(Excerpts from a pointing dataset)
· · ·

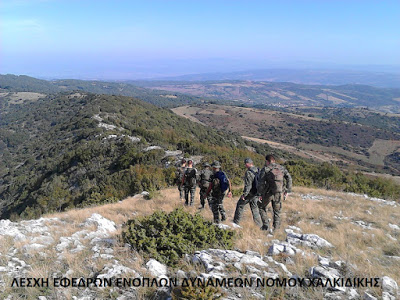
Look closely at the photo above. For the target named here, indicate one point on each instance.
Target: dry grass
(364, 249)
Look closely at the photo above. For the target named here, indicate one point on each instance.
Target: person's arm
(209, 189)
(289, 183)
(230, 189)
(183, 178)
(248, 183)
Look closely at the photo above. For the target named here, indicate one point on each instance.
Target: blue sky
(122, 39)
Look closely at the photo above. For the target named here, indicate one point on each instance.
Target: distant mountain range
(285, 94)
(316, 76)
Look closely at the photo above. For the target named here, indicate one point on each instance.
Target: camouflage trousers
(191, 191)
(217, 208)
(276, 200)
(181, 191)
(203, 197)
(252, 201)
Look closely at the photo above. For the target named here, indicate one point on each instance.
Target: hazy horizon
(153, 39)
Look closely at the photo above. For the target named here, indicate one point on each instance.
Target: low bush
(167, 237)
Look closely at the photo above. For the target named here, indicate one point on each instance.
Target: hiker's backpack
(223, 181)
(274, 178)
(205, 178)
(255, 181)
(179, 175)
(190, 177)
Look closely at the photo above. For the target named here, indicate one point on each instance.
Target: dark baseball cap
(248, 161)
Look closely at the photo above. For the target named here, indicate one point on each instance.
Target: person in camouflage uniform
(275, 182)
(179, 178)
(216, 192)
(204, 183)
(189, 183)
(249, 195)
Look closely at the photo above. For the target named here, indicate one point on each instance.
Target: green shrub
(197, 293)
(167, 237)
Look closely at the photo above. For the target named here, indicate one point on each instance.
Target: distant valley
(357, 138)
(264, 94)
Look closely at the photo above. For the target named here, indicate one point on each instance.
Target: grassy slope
(364, 249)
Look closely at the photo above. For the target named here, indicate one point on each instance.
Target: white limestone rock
(368, 296)
(394, 226)
(325, 272)
(103, 225)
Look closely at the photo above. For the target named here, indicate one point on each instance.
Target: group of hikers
(270, 184)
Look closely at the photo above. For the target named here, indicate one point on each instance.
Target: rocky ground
(74, 257)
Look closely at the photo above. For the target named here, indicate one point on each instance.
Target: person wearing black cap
(189, 182)
(204, 182)
(249, 195)
(275, 182)
(179, 178)
(219, 186)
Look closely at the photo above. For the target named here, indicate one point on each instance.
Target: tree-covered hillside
(75, 149)
(13, 83)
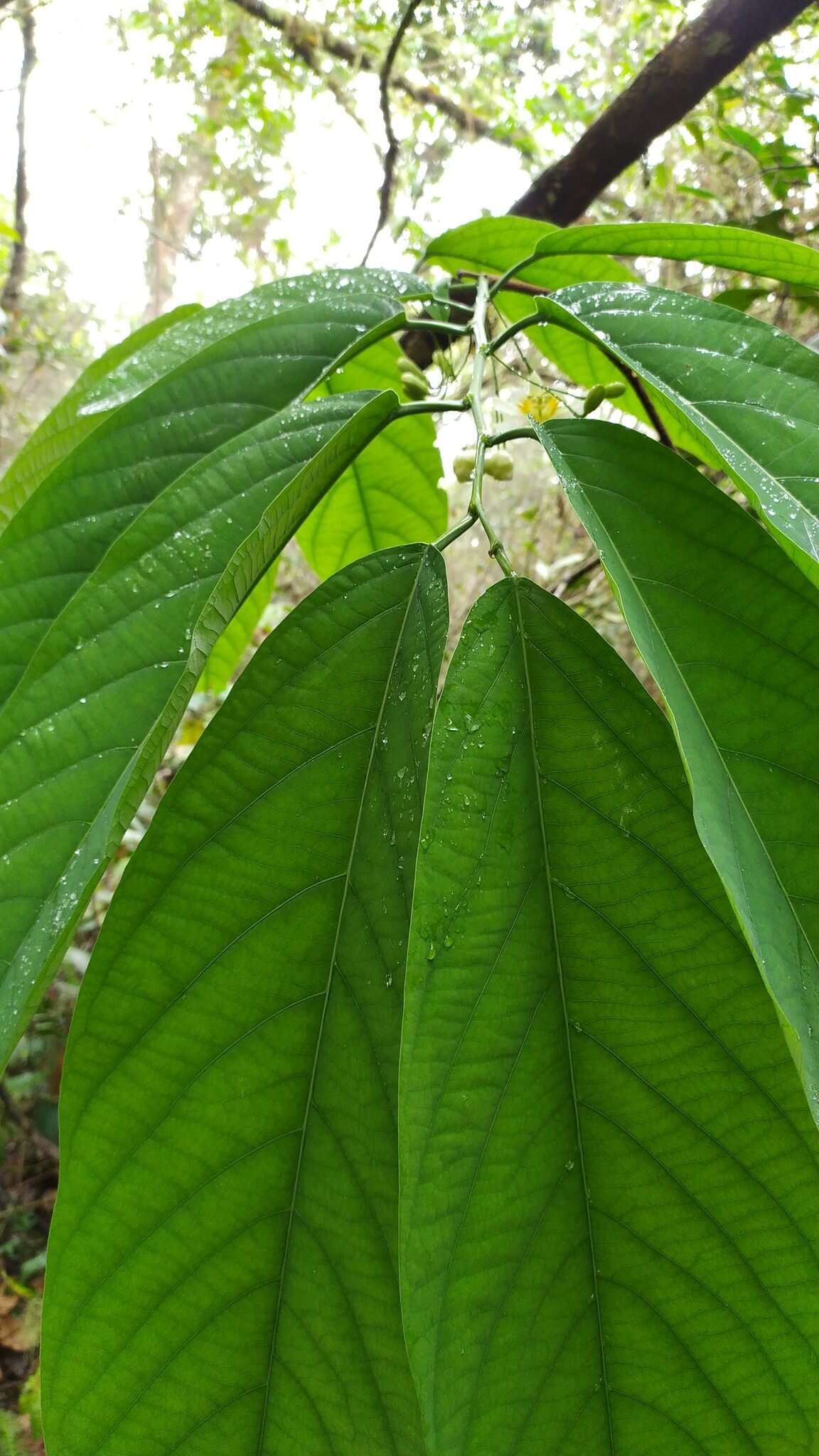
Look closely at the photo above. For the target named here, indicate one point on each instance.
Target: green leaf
(390, 496)
(63, 532)
(744, 387)
(90, 721)
(701, 242)
(609, 1177)
(494, 245)
(65, 427)
(223, 1256)
(730, 631)
(229, 650)
(350, 287)
(491, 245)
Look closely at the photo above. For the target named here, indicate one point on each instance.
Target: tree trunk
(670, 85)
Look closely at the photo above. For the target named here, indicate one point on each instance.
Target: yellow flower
(540, 405)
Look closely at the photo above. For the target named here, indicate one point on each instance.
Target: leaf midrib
(564, 1011)
(694, 705)
(323, 1022)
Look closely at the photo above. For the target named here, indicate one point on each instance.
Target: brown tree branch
(309, 43)
(12, 289)
(672, 83)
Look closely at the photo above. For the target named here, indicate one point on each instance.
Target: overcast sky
(92, 109)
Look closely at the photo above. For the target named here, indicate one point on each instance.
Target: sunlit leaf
(609, 1177)
(223, 1257)
(742, 386)
(730, 632)
(390, 496)
(86, 725)
(63, 429)
(701, 242)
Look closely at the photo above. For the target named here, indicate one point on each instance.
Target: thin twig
(12, 289)
(392, 143)
(645, 400)
(306, 40)
(574, 575)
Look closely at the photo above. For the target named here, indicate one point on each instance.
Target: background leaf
(223, 1258)
(609, 1177)
(730, 631)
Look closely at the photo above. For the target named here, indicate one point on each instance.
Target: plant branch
(392, 143)
(12, 289)
(698, 57)
(311, 41)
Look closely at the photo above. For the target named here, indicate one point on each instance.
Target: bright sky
(91, 114)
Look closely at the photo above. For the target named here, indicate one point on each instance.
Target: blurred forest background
(161, 155)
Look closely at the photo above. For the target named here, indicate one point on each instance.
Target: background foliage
(230, 86)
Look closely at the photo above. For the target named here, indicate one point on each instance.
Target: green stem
(452, 535)
(516, 433)
(510, 273)
(476, 401)
(516, 328)
(432, 326)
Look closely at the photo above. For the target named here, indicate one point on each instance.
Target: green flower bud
(594, 398)
(500, 465)
(413, 386)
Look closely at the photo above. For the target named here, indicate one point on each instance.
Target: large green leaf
(493, 245)
(390, 496)
(496, 244)
(65, 427)
(609, 1209)
(65, 529)
(230, 647)
(720, 247)
(744, 387)
(88, 722)
(196, 336)
(222, 1270)
(730, 632)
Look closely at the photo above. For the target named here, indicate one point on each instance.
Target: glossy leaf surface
(730, 631)
(230, 647)
(223, 1258)
(90, 721)
(745, 387)
(63, 532)
(352, 287)
(63, 429)
(609, 1177)
(722, 247)
(496, 244)
(390, 496)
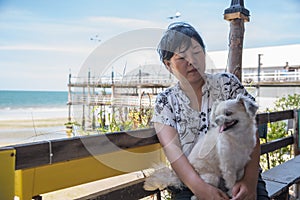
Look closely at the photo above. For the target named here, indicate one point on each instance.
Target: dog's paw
(150, 185)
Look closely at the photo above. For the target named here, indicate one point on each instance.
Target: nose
(219, 120)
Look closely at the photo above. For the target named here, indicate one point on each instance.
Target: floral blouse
(172, 107)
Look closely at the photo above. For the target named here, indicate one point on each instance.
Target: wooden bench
(281, 177)
(30, 170)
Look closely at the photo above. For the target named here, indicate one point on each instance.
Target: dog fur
(223, 152)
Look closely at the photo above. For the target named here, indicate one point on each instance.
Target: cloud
(33, 47)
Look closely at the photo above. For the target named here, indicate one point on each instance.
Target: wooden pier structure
(89, 97)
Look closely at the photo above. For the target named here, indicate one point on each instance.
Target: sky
(42, 41)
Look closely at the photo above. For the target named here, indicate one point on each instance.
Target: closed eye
(228, 113)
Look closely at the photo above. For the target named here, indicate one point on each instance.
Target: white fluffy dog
(223, 152)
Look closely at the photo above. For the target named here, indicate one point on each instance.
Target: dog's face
(233, 113)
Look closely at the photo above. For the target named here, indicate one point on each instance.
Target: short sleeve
(163, 111)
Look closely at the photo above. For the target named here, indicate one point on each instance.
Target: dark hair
(178, 35)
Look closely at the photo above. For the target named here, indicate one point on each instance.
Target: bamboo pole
(236, 14)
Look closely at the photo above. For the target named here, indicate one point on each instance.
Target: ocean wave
(8, 113)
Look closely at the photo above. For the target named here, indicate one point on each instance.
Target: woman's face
(188, 63)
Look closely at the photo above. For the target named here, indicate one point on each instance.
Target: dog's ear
(250, 106)
(213, 113)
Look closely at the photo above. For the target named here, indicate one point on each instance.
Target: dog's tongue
(222, 127)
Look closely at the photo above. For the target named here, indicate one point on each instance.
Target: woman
(181, 114)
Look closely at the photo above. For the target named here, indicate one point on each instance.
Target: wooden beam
(264, 118)
(276, 144)
(48, 152)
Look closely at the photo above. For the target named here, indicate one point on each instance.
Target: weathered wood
(236, 38)
(276, 189)
(278, 179)
(274, 116)
(128, 191)
(287, 172)
(37, 154)
(276, 144)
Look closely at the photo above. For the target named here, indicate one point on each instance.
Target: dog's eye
(228, 113)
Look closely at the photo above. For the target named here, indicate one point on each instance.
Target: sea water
(26, 105)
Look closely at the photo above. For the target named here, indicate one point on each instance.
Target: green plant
(278, 130)
(114, 122)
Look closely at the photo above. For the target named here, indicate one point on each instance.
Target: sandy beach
(15, 131)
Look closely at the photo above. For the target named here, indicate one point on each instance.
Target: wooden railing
(28, 170)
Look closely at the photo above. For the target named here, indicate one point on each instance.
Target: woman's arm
(168, 138)
(246, 188)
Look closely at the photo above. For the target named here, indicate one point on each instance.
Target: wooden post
(236, 14)
(69, 98)
(7, 173)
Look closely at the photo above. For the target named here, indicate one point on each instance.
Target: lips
(228, 125)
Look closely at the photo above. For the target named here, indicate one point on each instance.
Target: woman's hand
(208, 192)
(242, 190)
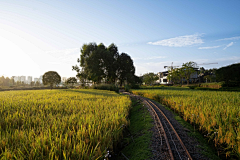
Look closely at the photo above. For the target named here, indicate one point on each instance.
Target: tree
(98, 63)
(51, 78)
(174, 75)
(229, 74)
(188, 69)
(126, 69)
(150, 78)
(32, 83)
(71, 80)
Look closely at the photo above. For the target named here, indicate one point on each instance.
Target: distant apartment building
(15, 78)
(29, 79)
(23, 79)
(19, 79)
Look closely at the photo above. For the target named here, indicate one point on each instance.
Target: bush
(135, 86)
(110, 87)
(127, 88)
(205, 88)
(192, 87)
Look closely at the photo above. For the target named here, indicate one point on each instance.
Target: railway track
(171, 146)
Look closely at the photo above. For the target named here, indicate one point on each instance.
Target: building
(40, 79)
(64, 79)
(29, 79)
(23, 79)
(15, 78)
(163, 77)
(36, 80)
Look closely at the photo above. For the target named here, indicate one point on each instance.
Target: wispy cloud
(209, 47)
(229, 39)
(64, 52)
(230, 44)
(149, 58)
(65, 56)
(180, 41)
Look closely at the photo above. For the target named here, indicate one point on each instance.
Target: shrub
(110, 87)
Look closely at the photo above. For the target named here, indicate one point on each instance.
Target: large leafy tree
(98, 62)
(150, 78)
(51, 78)
(71, 80)
(229, 74)
(126, 69)
(188, 69)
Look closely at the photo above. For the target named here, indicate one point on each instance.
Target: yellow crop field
(216, 113)
(60, 124)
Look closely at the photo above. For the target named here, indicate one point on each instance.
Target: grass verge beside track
(138, 134)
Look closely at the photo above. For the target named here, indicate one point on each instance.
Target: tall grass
(216, 113)
(60, 124)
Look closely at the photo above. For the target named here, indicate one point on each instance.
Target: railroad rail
(171, 146)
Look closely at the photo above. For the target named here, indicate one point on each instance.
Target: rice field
(60, 124)
(217, 114)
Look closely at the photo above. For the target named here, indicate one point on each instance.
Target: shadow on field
(94, 92)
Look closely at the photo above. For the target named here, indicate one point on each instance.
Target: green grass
(139, 140)
(207, 149)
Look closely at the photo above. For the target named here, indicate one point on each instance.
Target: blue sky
(38, 36)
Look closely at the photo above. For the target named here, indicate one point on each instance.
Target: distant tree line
(101, 64)
(229, 74)
(9, 82)
(177, 75)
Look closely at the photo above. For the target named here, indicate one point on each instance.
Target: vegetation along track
(171, 145)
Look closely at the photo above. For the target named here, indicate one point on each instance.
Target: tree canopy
(150, 78)
(71, 80)
(229, 74)
(100, 63)
(51, 78)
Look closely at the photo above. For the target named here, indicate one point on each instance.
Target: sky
(41, 36)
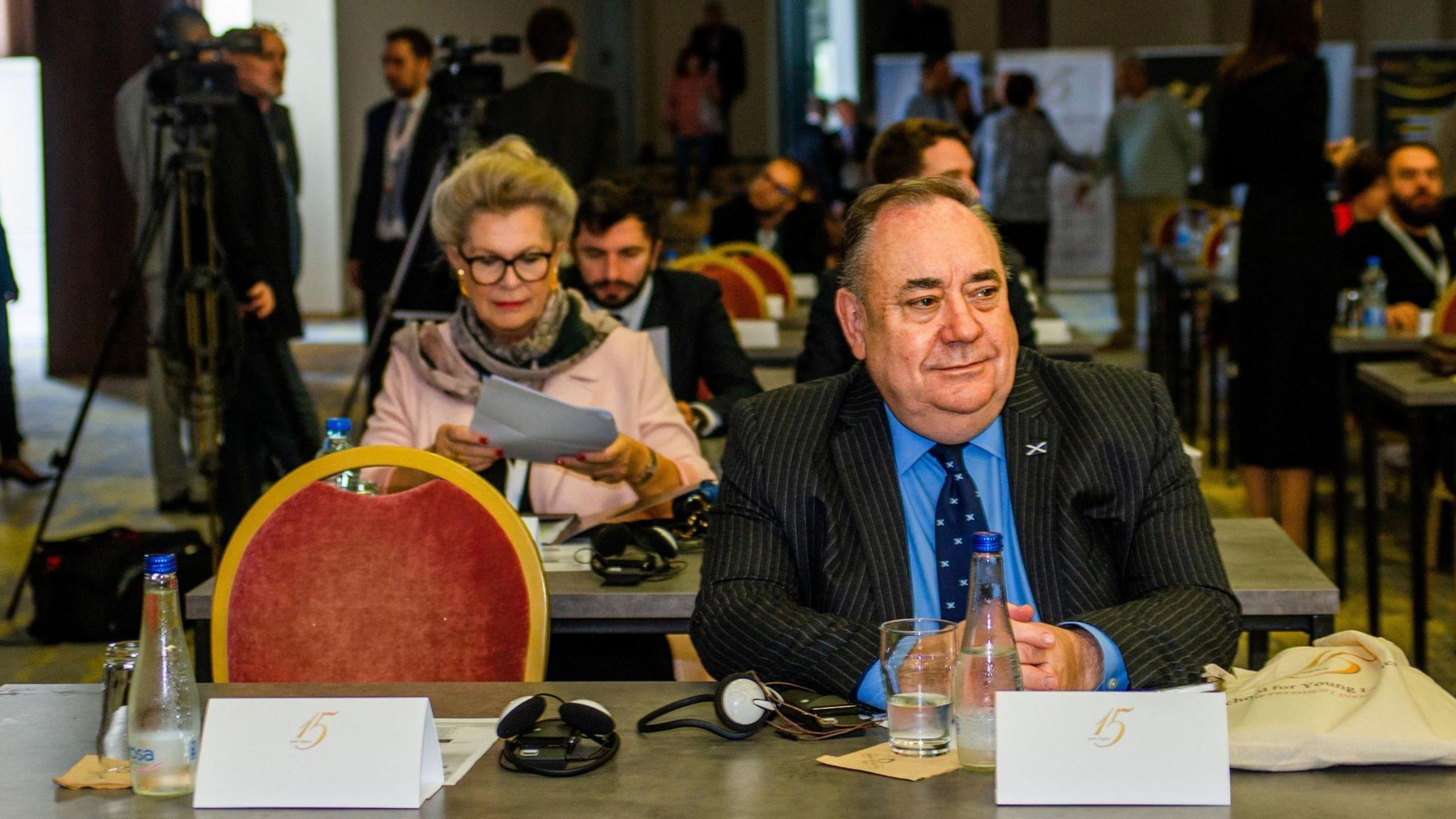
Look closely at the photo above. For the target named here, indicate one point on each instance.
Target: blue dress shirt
(921, 481)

· · ·

OBJECTIVE. How many lines in the rows above contain the string "large"? Case counts, so reply with that number alone.

TASK SOLUTION. 2